The Piwik install we are using tracks about 13,000 sites which together have about 12.5 million hits a year. Each site we create has a relatively short life (about six months or less, usually), and we most commonly are only interested in one date range - from the time the site is “activated” (after it has been publish and QA tested) until the time the site is “deactivated” (before the domain is revoked). There are two points of functionality that we would like to achieve with Piwik:
[ul]
[li] Pre process custom segments that are specific to each site. If a site is activated on 6/10 and is deactivated on 6/20, we would like the core:archive command to process that range automatically.
[/li][li] Once a site has been deactivated, move it to a separate database / piwik instance.
[/li][/ul]
The former point seems to have been looked in to, but this seems to give the option to have piwik-wide pre processed ranges, instead of ones that are unique to each site. Is having unique pre processed ranges possible currently? Is it something that could be added?

Extracted entries:
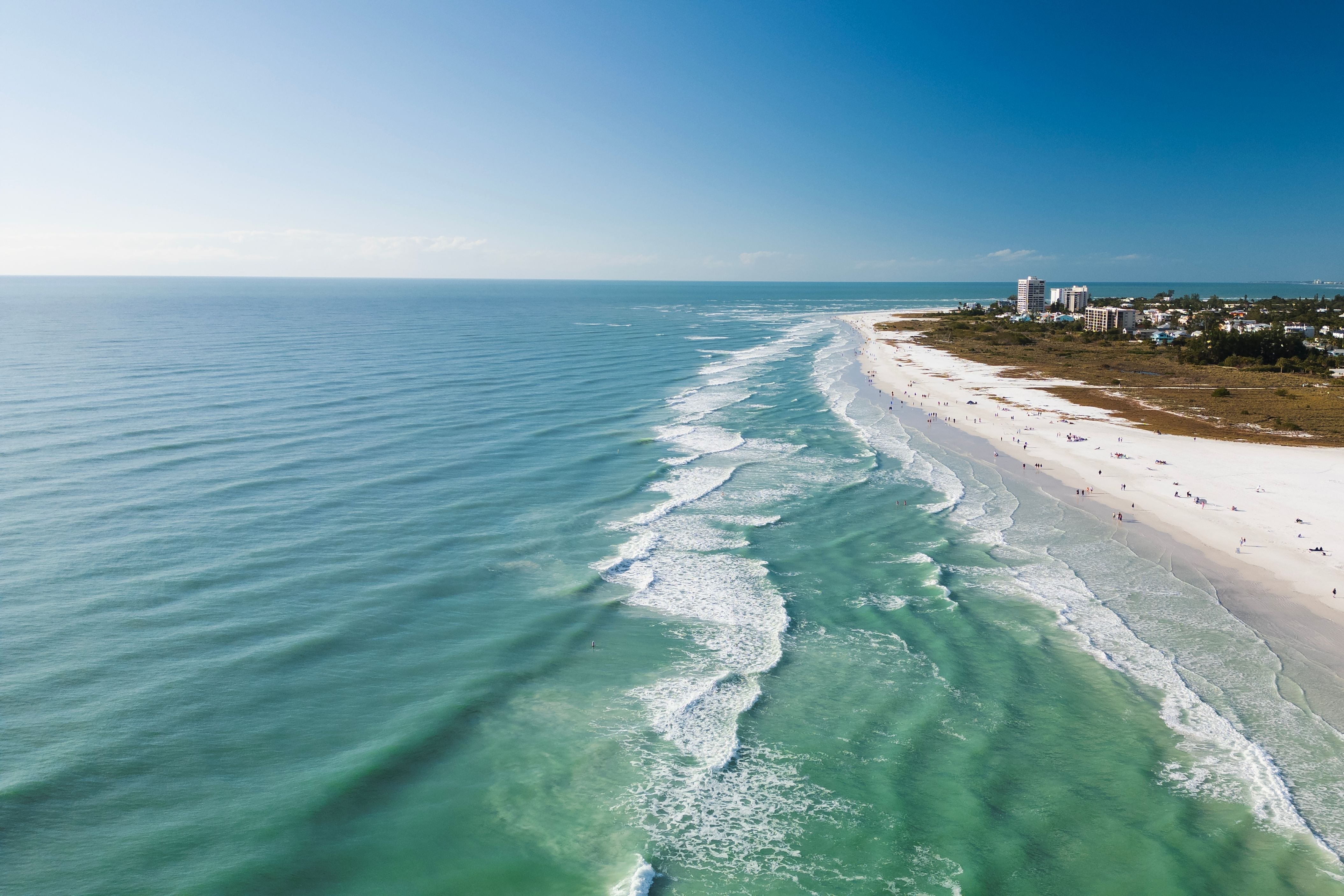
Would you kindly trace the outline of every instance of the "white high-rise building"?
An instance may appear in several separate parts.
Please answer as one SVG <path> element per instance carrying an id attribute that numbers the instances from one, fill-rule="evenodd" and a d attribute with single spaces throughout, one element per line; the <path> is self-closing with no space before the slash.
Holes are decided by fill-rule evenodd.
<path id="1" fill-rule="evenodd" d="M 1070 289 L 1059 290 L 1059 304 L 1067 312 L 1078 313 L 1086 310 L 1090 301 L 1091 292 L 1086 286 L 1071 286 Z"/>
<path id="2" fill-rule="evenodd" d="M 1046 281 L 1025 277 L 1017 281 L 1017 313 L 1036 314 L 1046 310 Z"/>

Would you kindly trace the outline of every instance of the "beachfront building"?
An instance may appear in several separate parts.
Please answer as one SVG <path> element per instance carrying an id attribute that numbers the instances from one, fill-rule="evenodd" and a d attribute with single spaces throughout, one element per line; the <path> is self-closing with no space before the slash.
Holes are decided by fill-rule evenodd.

Brief 1:
In the Piwik post, about how many sites does the install track?
Brief 2:
Please return the passage from the Piwik post unchanged, starting at the words "The Piwik install" and ending after the words "that range automatically.".

Output 1:
About 13,000 sites.

Output 2:
The Piwik install we are using tracks about 13,000 sites which together have about 12.5 million hits a year. Each site we create has a relatively short life (about six months or less, usually), and we most commonly are only interested in one date range - from the time the site is “activated” (after it has been publish and QA tested) until the time the site is “deactivated” (before the domain is revoked). There are two points of functionality that we would like to achieve with Piwik:
[ul]
[li] Pre process custom segments that are specific to each site. If a site is activated on 6/10 and is deactivated on 6/20, we would like the core:archive command to process that range automatically.